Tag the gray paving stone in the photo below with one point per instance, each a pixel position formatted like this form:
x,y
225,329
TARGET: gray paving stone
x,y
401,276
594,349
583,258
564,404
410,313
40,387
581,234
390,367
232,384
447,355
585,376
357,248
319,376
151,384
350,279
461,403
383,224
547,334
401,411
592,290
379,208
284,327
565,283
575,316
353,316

## [TRY IT]
Every entry above should be given again exactly as shown.

## [WRITTEN ANSWER]
Tag the gray paving stone in the photo below with one point per instance, each a pixel position formatted like this form:
x,y
225,329
TARGET: gray paving stone
x,y
401,276
594,349
583,258
564,404
410,313
40,387
581,234
390,367
232,384
447,355
585,376
357,248
319,376
151,384
350,279
461,403
383,224
547,334
401,411
592,290
379,208
284,327
565,283
575,316
353,316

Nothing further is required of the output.